Give again, word for word, only the lines from the one containing "Objective — for every instance of the utility" through the final line.
┌─ Data shown
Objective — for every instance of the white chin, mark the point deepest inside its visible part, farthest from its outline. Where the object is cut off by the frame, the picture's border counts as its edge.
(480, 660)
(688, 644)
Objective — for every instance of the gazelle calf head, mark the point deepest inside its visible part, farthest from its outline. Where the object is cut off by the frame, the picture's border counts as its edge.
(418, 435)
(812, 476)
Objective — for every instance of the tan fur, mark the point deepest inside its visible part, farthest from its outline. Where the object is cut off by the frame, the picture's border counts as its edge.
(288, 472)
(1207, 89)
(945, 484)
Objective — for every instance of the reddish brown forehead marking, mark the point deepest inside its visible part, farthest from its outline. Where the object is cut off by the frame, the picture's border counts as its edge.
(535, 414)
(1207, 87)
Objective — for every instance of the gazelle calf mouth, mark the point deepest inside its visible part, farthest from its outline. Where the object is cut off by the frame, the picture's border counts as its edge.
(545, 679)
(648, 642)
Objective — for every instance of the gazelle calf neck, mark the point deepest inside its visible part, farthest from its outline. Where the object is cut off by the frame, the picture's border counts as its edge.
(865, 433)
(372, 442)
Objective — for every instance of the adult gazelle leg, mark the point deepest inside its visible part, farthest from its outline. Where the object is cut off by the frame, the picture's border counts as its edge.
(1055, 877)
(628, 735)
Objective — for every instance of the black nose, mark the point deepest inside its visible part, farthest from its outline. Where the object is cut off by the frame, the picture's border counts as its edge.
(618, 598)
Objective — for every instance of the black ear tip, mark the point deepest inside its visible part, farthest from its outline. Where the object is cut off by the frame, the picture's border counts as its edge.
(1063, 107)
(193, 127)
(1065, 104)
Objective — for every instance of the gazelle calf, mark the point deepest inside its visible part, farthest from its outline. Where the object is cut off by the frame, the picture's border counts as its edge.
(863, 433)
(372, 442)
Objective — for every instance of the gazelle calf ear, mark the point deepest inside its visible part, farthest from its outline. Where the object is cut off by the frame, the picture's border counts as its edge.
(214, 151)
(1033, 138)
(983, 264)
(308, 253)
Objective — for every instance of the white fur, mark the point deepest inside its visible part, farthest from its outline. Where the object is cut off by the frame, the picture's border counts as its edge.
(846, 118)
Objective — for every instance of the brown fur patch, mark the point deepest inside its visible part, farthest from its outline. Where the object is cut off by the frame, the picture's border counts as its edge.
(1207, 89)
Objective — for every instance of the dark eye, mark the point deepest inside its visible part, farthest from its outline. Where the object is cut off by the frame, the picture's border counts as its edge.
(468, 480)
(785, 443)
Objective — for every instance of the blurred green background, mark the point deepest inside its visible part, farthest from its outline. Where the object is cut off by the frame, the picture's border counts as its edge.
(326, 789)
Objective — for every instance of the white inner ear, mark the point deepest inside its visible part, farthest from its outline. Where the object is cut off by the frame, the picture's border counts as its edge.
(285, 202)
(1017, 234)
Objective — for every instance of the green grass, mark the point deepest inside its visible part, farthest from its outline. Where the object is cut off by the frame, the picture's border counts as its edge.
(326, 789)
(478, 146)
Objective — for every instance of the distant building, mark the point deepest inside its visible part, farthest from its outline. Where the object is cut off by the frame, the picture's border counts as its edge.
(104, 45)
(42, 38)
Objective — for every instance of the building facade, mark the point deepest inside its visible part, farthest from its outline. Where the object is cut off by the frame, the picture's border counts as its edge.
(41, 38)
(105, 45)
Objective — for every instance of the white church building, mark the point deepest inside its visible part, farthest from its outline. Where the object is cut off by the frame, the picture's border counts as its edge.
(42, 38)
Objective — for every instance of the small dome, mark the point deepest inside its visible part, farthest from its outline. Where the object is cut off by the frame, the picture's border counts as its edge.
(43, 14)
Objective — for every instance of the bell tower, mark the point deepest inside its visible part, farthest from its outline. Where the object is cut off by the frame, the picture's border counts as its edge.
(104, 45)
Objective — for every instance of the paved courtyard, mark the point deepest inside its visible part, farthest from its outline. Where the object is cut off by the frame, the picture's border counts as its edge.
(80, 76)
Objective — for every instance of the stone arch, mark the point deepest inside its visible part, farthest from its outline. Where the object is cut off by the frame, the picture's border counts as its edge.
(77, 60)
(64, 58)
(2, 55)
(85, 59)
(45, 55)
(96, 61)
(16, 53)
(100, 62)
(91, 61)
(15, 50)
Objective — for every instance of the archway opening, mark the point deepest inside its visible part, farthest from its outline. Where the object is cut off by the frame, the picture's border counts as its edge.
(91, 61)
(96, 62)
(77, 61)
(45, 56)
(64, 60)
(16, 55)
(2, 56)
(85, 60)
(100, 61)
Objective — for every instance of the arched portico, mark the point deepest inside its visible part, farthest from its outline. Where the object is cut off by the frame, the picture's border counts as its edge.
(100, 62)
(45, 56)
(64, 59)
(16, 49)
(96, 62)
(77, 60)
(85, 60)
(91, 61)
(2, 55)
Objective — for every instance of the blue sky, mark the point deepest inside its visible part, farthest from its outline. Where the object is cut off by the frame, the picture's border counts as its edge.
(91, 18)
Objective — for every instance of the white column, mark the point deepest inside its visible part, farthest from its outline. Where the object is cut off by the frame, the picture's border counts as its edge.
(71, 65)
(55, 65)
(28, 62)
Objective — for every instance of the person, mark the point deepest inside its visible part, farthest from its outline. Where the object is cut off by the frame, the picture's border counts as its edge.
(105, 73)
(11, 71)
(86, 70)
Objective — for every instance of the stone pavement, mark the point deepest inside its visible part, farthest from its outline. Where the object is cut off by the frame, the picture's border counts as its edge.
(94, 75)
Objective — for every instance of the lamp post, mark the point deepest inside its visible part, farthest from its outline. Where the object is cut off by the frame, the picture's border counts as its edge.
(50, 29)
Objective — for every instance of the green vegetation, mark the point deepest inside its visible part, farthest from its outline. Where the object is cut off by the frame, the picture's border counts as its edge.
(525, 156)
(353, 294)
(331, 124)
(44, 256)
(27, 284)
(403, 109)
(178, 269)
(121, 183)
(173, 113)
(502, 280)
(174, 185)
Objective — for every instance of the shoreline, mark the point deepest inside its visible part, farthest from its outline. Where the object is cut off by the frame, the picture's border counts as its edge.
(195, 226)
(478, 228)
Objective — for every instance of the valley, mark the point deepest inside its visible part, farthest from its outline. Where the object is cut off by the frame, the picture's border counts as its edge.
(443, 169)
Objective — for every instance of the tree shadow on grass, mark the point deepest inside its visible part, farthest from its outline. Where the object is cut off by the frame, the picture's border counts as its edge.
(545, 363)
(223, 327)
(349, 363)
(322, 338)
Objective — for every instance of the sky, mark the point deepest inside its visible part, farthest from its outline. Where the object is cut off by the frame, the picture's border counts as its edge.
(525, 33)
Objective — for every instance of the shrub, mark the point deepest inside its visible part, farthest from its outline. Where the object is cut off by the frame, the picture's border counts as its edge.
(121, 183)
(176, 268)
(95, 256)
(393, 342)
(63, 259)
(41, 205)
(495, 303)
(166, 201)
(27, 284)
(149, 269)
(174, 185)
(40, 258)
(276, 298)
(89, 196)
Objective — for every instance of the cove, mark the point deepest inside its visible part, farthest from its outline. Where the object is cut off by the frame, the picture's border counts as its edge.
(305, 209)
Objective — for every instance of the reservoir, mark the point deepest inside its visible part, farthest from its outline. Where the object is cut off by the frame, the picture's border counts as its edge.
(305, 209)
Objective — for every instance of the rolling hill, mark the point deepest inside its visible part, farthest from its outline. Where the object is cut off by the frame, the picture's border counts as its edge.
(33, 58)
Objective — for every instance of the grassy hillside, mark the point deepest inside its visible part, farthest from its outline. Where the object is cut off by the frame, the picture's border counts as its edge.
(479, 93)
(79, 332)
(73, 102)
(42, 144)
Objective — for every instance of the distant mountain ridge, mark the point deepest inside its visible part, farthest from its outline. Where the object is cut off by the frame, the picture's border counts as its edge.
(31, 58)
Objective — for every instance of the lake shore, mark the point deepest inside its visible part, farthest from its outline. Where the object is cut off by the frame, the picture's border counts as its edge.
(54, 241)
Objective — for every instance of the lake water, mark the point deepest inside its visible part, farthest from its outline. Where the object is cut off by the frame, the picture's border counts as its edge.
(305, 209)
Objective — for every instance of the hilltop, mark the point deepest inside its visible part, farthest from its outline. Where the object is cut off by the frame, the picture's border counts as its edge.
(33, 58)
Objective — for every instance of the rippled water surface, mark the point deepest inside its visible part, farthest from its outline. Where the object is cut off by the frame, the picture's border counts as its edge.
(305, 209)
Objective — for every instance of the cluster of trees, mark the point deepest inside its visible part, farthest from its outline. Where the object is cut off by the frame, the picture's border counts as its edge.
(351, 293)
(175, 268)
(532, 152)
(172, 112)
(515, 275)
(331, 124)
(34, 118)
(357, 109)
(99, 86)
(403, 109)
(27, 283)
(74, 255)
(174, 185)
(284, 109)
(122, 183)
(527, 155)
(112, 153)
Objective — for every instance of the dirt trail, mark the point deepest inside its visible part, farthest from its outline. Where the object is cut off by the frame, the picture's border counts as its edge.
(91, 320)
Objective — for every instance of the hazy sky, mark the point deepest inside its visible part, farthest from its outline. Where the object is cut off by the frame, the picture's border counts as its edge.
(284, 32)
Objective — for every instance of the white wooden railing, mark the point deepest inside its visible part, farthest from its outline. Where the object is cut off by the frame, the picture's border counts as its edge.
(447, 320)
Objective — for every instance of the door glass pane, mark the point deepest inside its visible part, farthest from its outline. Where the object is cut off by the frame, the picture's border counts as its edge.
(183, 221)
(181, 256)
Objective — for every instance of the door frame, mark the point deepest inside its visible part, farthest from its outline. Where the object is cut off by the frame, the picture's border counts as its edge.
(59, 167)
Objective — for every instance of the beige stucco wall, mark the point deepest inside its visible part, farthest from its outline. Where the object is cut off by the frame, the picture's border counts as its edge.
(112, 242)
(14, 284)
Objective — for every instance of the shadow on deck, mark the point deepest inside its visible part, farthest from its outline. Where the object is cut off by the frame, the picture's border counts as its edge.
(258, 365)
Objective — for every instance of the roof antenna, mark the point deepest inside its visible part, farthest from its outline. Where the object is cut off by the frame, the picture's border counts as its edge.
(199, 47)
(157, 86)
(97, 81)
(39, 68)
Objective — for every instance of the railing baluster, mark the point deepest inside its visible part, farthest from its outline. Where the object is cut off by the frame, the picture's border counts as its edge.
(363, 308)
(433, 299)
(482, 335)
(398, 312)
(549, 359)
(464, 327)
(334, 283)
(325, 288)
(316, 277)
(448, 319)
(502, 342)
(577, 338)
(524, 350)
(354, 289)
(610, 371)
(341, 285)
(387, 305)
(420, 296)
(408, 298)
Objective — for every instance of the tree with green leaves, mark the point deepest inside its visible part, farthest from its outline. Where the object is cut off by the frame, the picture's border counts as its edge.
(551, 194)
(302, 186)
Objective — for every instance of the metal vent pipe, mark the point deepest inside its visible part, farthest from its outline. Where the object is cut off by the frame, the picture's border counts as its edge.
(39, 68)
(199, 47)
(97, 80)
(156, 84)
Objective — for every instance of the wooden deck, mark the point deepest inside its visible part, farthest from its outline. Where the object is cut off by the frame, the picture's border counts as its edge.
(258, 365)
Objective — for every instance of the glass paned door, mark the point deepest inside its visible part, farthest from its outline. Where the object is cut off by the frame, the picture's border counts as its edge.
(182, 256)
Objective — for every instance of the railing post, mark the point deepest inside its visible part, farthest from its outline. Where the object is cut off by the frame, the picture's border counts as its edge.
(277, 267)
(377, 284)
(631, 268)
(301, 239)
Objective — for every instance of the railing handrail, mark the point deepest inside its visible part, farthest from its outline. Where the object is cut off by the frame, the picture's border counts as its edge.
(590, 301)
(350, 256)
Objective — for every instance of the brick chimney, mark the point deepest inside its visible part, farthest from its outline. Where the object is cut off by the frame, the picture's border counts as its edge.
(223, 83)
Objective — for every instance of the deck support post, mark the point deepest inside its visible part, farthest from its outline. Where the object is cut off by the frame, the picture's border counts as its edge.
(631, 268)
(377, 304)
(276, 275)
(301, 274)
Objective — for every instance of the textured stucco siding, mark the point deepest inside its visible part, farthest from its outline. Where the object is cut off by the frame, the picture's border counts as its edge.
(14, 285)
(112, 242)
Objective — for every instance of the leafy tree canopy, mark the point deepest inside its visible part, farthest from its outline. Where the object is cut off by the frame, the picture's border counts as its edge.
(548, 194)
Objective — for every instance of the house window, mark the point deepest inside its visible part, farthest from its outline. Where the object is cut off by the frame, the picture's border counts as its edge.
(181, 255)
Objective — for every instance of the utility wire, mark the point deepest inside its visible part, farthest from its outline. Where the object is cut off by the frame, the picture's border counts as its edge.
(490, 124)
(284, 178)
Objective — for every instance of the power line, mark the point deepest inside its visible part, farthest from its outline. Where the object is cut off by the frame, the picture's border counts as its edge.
└─
**Solution for this task**
Objective — for every instance of the utility wire, mark the point deepest inside its visible part, farthest from its outline. Where the object is cut off by the frame, the picture's border counts as its edge.
(490, 124)
(284, 178)
Objective — for every instance of the power line, mark the point deepest inside its visible part, farthest from its outline. Where the object is cut off by the frame, the picture's border counts as its edge.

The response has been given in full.